ENREGISTREMENTS À TRAITER:
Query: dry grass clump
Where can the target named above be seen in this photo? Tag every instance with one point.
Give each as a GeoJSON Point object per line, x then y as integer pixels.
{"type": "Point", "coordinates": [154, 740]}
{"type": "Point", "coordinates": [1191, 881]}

PROBLÈME POSÉ:
Reprenez toutes les lignes des enregistrements ci-dessus dans un tableau Markdown à deux colonnes : « Numéro » pour le rang de chaque ligne et « Ligne » pour son texte. Les lignes vides sont omises.

RÉPONSE RÉDIGÉE:
| Numéro | Ligne |
|---|---|
| 1 | Query: dry grass clump |
| 2 | Where can the target named above be seen in this photo? Tag every instance with one point. |
| 3 | Give each as a GeoJSON Point object per line, x then y as integer pixels. |
| 4 | {"type": "Point", "coordinates": [154, 740]} |
| 5 | {"type": "Point", "coordinates": [1191, 881]} |